Document excerpt:
======

The .jupytext.toml file in the project root configures the connection between the Python notebooks (*.py) and the Jupyter notebook (*.ipynb). Running either of the Jupyter applications will automatically launch the JupyText component which deals with the synchronization between Python notebooks and Jupyter notebooks.

Manually syncing

To manually sync a single file from abcde.ipynb to abcde.py (or the other way around), follow the same steps: delete the older file if already exists, in a terminal go to the directory of the file and run jupytext --sync abcde.ipynb. This will create a new sync'd abcde.ipynb or abcde.py file.

Getting started with Jupyter

During the getting started with Python guide, Jupyter was already installed during the Dependency Management step. The execution of source code inside the Jupyter notebooks is handled by kernels and you have already activated your ol-c-kernel in the same step.

To use Jupyter, open a terminal and change into the ol-connectome virtual environment by typing workon ol-connectome. Now you can start the application by typing jupyter-lab. You will see a lot of output on the terminal and a browser window should open an URL that looks like this: http://localhost:8888/lab.

Jupyter Lab opening window

To see how to work with notebooks, use the file browser on the left side of the window to navigate to the location of the project root and enter the $PROJECT_ROOT/src directory. You can open and edit any Jupyter notebook file. For example, navigate to $PROJECT_ROOT/src/completeness/ and open the connection-completeness_named.ipynb file by double clicking it. You will see the notebook in your editor pane and can start developing.

If you don't feel comfortable using the Jupyter environment yet, let's take a step back and close the file. The next steps will show how to create a new Jupyter notebook, show the connection between Jupyter and Python notebook, and how to create a notebook from a script.

======

Data:
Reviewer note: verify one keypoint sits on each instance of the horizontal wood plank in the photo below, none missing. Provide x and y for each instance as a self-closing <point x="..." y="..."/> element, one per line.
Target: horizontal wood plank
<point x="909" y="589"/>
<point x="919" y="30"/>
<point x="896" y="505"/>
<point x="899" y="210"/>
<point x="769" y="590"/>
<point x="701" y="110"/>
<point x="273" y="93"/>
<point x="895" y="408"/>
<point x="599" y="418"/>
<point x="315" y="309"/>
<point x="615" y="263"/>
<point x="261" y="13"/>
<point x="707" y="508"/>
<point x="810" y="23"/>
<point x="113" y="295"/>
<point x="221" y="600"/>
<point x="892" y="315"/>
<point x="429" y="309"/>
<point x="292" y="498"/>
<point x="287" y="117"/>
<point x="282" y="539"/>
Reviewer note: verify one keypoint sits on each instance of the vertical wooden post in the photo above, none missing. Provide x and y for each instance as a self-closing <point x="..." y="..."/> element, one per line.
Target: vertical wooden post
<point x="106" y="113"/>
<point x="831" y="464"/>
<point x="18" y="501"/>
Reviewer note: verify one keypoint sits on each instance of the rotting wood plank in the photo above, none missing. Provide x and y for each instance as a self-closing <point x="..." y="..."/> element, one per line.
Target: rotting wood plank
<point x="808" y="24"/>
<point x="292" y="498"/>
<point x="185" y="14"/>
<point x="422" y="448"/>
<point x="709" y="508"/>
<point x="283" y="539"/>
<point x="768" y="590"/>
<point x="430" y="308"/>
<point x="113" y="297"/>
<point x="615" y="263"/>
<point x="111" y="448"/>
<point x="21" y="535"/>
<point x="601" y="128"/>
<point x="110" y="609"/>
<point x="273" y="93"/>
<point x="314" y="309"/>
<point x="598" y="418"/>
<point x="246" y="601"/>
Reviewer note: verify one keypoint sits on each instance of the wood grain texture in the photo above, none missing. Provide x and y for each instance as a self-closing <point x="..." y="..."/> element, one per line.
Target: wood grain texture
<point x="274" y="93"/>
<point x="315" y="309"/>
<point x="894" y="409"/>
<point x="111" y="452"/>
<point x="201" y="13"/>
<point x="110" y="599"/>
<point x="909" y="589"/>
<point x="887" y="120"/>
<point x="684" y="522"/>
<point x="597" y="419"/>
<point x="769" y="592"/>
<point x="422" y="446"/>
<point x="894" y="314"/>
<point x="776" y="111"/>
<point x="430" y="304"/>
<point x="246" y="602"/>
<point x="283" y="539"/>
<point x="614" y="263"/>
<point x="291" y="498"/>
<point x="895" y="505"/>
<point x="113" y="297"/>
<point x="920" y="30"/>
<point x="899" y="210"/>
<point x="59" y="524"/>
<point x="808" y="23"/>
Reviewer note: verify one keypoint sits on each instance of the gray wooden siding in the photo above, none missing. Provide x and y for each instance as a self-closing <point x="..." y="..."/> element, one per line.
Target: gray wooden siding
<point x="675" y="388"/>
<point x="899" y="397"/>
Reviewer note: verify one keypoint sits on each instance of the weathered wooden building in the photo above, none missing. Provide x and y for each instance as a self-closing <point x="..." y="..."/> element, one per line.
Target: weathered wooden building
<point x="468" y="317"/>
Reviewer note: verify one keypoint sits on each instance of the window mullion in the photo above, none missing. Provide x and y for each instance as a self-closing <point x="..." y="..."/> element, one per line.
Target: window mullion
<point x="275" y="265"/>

======

What you will do:
• A. Lay out the stretch of entries from the line containing "of the window" through the end of the entries as a Markdown table with the columns Row and Line. Number each row and leave out blank lines.
• B. Continue the Jupyter setup guide from its final sentence.

Answers provided:
• A.
| Row | Line |
|---|---|
| 1 | Reviewer note: verify one keypoint sits on each instance of the window mullion in the photo above, none missing. Provide x and y for each instance as a self-closing <point x="..." y="..."/> element, one per line. |
| 2 | Target: window mullion |
| 3 | <point x="275" y="265"/> |

• B.
How to edit Python in Jupyter Lab

To create a new Jupyter notebook, click on the ol-c-kernel item in the notebook section of your launcher or select File → New → Notebook and choose the ol-c-kernel from the dropdown list. Enter a simple piece of Python code in the code cell with gray background inside editor panel, for example print("Hello World"). Save this file under a new name, for example Hello World.ipynb . Inside your editor panel click the run button and you should see the output "Hello World" below the source code. Now close the Hello World.ipynb file.

When you saved the Jupyter notebook in the step above, you might have noticed that a second file Hello World.py was created at the same time. Right-click this file and select Open with → Editor. You should see a file starting with # --- and about 13 lines of comments, that contain some configuration that is called frontmatter. After that you would see the start of the cell # %% and in the next line the code you wrote, for example print("Hello World") for the example above. Let's do a change to this file and change the code. Add a line import os before and change the line to print(f"Hello {os.getlogin()}"). Save the file and close it. Now go back to open the Hello World.ipynb file and you should see that the source code has changed, but the output will still show "Hello World" because the new cell hasn't run, yet. After you click the run button, you should see "Hello YOUR_NAME". Close the Jupyter notebook file, right click on the python file, and select Open With → Jupytext notebook. This view should be exactly the same as if you had openend the Jupyter notebook.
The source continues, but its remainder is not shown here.